-- start of GIVEN RECORDS --

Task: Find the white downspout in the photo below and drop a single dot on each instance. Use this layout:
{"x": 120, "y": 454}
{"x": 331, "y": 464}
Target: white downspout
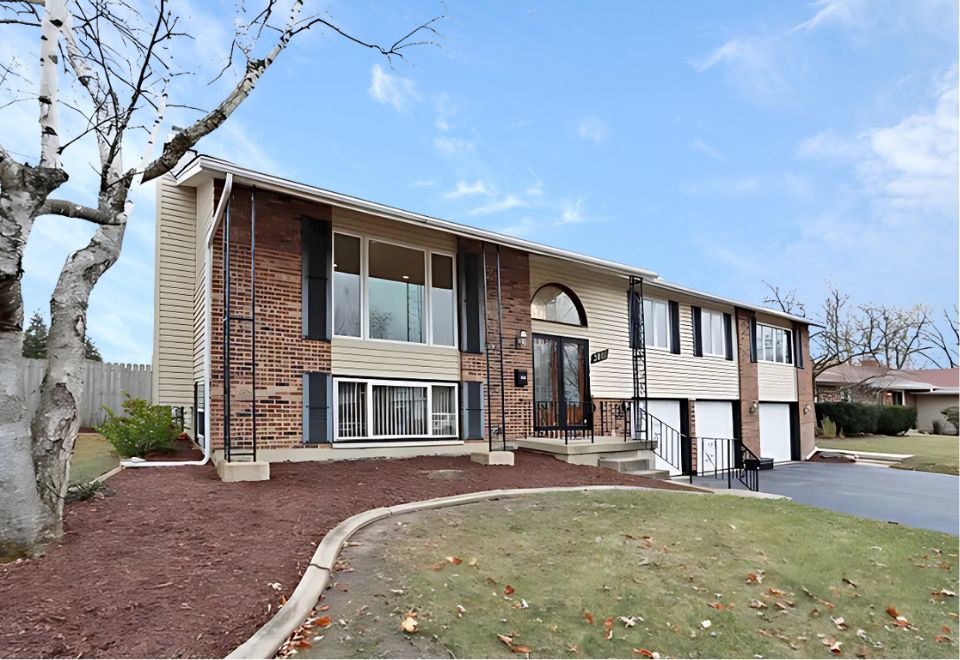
{"x": 207, "y": 344}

-- end of GIVEN RECORDS --

## TASK PROMPT
Recast each line of the data above as a row in a Markdown table with the columns "Row" and "Line", numbering the rows in order. Skip blank lines and leave out the pictures.

## TASK OUTPUT
| Row | Line |
|---|---|
| 1 | Task: Find the white downspout in the photo below and drop a single dot on each instance. Use this layout: |
| 2 | {"x": 120, "y": 454} |
| 3 | {"x": 331, "y": 464} |
| 4 | Target: white downspout |
| 5 | {"x": 207, "y": 344} |